→ Exercise: Recast the rows from the line with "Target = baby's finger" up to and including the line with "x=203 y=160" as a two-column CSV with the headers instruction and coordinates, giving one line per row. Put each row's text under instruction and its answer under coordinates, each in a single quoted field with line breaks turned into spaces.
--- Start Raw data ---
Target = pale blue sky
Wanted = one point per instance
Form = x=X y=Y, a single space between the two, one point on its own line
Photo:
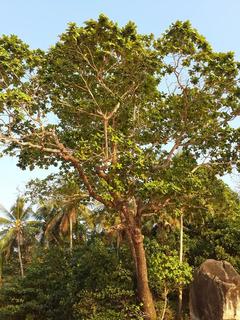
x=40 y=22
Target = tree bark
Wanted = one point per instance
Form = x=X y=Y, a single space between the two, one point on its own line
x=180 y=291
x=20 y=255
x=144 y=292
x=71 y=232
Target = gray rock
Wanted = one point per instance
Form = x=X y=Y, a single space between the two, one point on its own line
x=215 y=292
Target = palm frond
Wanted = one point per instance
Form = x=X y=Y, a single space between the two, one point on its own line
x=4 y=221
x=7 y=240
x=6 y=212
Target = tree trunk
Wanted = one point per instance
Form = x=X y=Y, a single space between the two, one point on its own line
x=165 y=302
x=1 y=269
x=70 y=232
x=20 y=255
x=144 y=292
x=180 y=260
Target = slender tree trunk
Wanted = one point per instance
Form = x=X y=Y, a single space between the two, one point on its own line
x=144 y=292
x=20 y=255
x=71 y=232
x=1 y=270
x=165 y=303
x=180 y=260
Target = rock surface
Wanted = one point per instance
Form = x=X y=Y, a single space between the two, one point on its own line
x=215 y=292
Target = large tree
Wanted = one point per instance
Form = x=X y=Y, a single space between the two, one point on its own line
x=116 y=106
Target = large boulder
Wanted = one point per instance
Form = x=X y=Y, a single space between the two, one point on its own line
x=215 y=292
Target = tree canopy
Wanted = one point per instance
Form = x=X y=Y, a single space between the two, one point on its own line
x=125 y=112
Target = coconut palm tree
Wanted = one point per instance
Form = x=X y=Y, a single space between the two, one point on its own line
x=15 y=225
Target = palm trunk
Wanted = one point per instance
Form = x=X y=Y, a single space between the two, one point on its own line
x=180 y=260
x=1 y=269
x=20 y=255
x=71 y=232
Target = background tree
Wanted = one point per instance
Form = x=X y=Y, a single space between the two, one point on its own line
x=15 y=227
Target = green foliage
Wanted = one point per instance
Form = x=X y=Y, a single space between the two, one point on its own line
x=89 y=284
x=165 y=269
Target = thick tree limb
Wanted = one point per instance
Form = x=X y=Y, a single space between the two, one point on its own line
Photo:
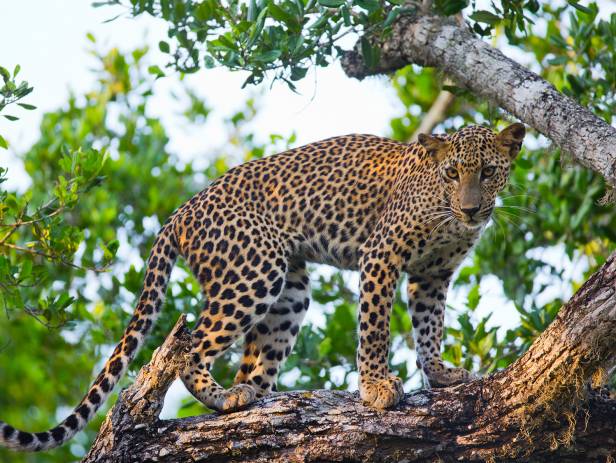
x=532 y=411
x=442 y=43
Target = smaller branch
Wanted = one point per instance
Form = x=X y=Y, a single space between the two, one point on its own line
x=52 y=257
x=141 y=403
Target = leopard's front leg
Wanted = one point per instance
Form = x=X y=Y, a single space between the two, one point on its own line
x=426 y=300
x=378 y=278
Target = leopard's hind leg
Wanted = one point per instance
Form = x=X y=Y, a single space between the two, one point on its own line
x=271 y=340
x=235 y=304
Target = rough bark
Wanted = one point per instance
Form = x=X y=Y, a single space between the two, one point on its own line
x=472 y=63
x=533 y=411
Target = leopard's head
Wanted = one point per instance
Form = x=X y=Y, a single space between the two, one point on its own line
x=473 y=166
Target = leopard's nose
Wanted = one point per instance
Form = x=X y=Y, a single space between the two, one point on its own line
x=470 y=211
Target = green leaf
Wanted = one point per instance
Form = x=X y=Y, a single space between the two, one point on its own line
x=369 y=53
x=156 y=71
x=163 y=46
x=473 y=297
x=579 y=7
x=6 y=75
x=268 y=56
x=486 y=17
x=332 y=3
x=279 y=14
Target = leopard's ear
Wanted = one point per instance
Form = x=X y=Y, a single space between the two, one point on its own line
x=435 y=147
x=509 y=140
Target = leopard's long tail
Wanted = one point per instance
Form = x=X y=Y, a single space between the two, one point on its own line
x=161 y=261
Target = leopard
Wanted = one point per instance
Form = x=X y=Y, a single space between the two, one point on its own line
x=358 y=202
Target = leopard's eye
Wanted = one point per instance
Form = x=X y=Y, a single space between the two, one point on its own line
x=488 y=171
x=452 y=173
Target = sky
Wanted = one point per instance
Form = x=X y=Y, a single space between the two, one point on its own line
x=48 y=39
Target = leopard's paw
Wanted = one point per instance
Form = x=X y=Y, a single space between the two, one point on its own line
x=235 y=398
x=381 y=393
x=450 y=376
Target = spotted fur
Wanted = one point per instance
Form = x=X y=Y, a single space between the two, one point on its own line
x=356 y=202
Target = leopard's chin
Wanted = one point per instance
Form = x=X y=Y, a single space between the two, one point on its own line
x=472 y=224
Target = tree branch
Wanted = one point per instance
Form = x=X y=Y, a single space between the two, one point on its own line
x=472 y=63
x=534 y=410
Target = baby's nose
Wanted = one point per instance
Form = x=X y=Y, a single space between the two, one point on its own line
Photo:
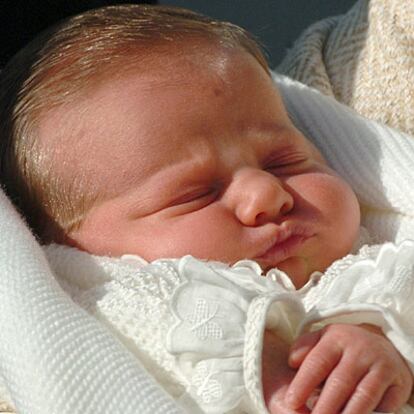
x=260 y=197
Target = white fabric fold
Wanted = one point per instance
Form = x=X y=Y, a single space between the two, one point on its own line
x=377 y=288
x=55 y=358
x=221 y=314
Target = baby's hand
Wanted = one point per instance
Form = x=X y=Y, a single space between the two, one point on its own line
x=357 y=367
x=277 y=375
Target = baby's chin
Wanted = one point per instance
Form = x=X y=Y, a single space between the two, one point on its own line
x=297 y=268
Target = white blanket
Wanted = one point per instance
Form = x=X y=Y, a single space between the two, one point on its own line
x=56 y=359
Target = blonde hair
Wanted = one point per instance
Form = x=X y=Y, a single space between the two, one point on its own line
x=53 y=69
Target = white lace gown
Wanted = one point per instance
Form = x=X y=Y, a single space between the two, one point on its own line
x=198 y=326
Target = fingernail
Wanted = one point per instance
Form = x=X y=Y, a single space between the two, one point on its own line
x=291 y=400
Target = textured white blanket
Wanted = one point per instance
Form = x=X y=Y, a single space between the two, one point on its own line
x=56 y=359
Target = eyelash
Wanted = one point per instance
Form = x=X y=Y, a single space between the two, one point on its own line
x=197 y=195
x=285 y=162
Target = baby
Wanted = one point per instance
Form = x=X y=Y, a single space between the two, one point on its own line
x=159 y=132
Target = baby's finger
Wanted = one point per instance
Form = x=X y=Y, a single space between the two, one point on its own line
x=314 y=370
x=394 y=398
x=367 y=395
x=338 y=389
x=301 y=348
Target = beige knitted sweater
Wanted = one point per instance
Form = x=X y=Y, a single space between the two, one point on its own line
x=364 y=58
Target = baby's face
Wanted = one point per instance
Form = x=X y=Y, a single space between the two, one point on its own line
x=203 y=160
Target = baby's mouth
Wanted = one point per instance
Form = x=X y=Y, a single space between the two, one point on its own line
x=286 y=244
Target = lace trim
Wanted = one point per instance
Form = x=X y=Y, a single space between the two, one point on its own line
x=214 y=309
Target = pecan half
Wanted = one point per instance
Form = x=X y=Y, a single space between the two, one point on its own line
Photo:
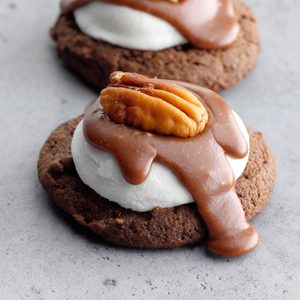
x=153 y=105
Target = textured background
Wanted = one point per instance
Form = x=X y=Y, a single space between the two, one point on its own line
x=44 y=255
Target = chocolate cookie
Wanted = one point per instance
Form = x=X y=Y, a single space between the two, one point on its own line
x=94 y=60
x=160 y=228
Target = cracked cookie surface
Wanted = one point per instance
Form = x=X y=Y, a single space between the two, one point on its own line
x=160 y=228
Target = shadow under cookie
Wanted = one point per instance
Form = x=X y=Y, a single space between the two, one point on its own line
x=159 y=228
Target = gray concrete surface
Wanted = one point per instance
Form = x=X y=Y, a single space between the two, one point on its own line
x=44 y=255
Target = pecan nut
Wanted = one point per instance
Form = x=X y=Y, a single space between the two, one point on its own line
x=153 y=105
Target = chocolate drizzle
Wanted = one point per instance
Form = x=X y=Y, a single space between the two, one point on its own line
x=199 y=162
x=205 y=24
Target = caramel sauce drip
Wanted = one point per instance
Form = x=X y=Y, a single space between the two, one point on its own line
x=199 y=162
x=208 y=24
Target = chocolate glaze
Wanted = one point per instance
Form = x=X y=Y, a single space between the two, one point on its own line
x=205 y=24
x=199 y=162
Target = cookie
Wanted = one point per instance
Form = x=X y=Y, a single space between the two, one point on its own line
x=94 y=60
x=160 y=228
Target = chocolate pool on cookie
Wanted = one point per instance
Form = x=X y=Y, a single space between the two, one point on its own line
x=211 y=43
x=158 y=164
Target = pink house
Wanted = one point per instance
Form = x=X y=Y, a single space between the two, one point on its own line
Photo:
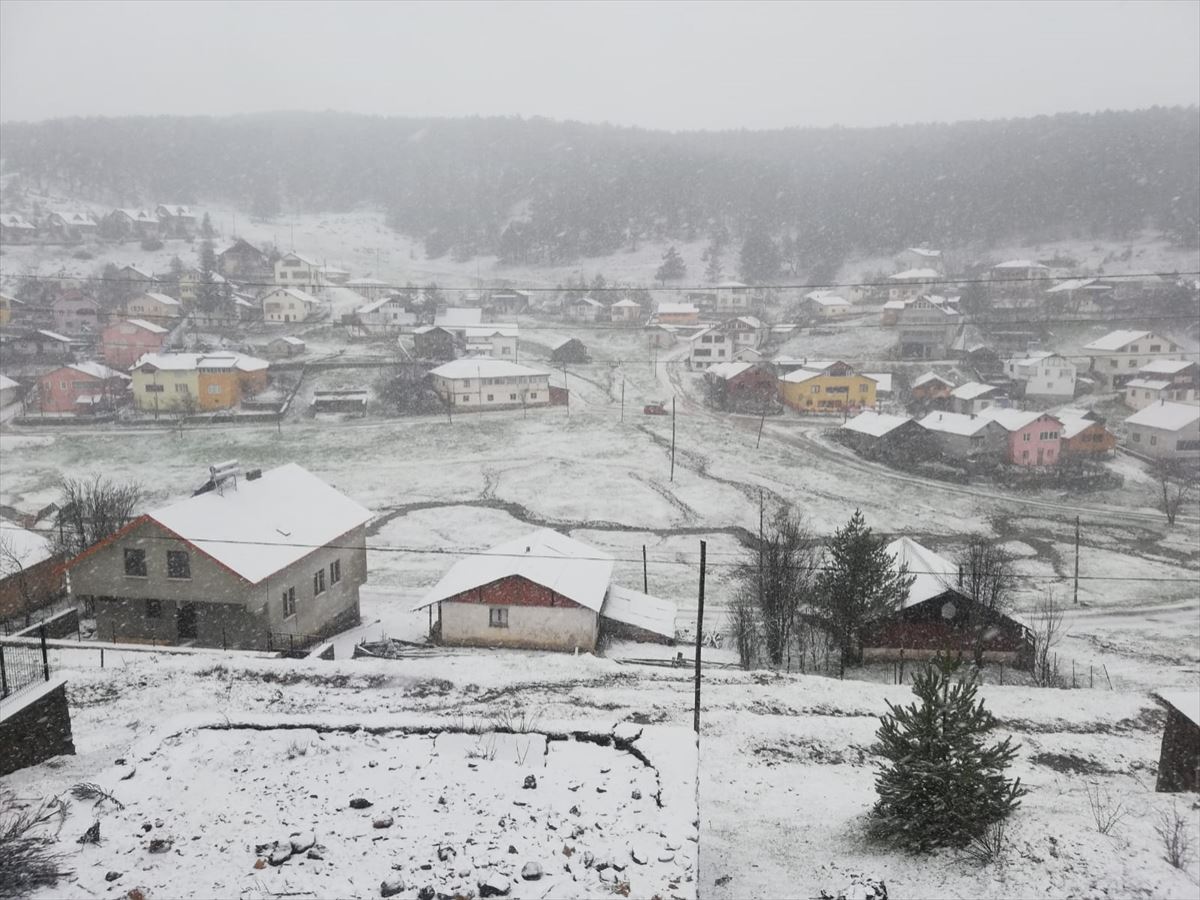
x=1033 y=438
x=124 y=342
x=82 y=387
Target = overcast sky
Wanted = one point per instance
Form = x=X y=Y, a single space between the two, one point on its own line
x=654 y=65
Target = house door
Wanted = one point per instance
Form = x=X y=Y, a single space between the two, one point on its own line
x=185 y=622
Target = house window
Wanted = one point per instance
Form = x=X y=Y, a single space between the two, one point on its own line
x=136 y=563
x=179 y=564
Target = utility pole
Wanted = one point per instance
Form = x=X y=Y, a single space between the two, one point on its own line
x=700 y=633
x=672 y=438
x=1077 y=561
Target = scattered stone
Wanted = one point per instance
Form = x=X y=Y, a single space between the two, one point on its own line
--- End Raw data ---
→ Reply to the exercise:
instruction,coordinates
"Target = baby's finger Wanted = one point per instance Form = x=X y=Y, a single space between the two, one point on its own line","x=314 y=370 x=394 y=398 x=367 y=395 x=338 y=389 x=301 y=348"
"Target = beige knitted sweater Wanted = one point per instance Form = x=X y=Y, a single space between the two, one point on its own line","x=364 y=58"
"Target = baby's face Wanted = one point per instance Form = x=X y=Y, a single space between the two, one point on its own line","x=203 y=160"